Report back every line from the entries below in which the word "road" occurs.
==============================
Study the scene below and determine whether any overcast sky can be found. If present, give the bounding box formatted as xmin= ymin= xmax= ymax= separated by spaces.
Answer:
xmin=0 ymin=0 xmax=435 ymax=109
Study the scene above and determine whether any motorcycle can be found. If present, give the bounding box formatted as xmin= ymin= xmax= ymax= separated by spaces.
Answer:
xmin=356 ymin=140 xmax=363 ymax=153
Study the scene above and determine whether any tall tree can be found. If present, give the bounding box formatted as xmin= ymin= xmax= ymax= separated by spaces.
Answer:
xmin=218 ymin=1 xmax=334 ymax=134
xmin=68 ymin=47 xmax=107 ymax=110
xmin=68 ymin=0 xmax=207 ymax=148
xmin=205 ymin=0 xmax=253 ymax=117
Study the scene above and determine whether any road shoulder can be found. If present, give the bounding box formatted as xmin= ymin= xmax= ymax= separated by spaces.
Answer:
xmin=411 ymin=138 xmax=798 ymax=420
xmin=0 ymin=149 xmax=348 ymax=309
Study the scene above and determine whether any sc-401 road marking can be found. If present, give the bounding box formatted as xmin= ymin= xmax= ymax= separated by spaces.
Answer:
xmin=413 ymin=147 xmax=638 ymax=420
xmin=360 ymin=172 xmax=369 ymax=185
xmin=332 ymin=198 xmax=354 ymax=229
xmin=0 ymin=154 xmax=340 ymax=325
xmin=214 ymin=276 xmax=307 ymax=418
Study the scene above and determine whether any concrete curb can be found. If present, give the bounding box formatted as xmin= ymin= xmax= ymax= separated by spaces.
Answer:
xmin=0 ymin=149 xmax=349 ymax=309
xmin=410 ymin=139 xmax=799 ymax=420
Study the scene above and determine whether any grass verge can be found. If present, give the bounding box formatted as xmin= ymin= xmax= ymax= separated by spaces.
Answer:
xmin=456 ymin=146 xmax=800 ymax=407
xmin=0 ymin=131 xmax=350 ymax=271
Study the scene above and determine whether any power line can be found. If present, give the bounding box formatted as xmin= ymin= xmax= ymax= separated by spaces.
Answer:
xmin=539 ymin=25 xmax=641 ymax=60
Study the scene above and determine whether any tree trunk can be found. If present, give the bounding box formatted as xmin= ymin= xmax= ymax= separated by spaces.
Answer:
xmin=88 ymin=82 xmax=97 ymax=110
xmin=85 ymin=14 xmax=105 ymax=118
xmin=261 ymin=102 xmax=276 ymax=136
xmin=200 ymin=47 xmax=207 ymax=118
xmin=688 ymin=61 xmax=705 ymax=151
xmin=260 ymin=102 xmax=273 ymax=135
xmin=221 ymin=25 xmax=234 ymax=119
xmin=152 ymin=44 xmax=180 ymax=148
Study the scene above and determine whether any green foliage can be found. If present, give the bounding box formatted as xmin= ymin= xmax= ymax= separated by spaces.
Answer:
==============================
## Result for this task
Study the scene above and determine whether any road shoulder can be found. If present, give the bounding box formatted as xmin= ymin= xmax= ymax= separated by spaces.
Study the scene above and determine whether any sc-401 road marking can be found. If present, give the bounding box formatted as xmin= ymin= xmax= ymax= separated by spaces.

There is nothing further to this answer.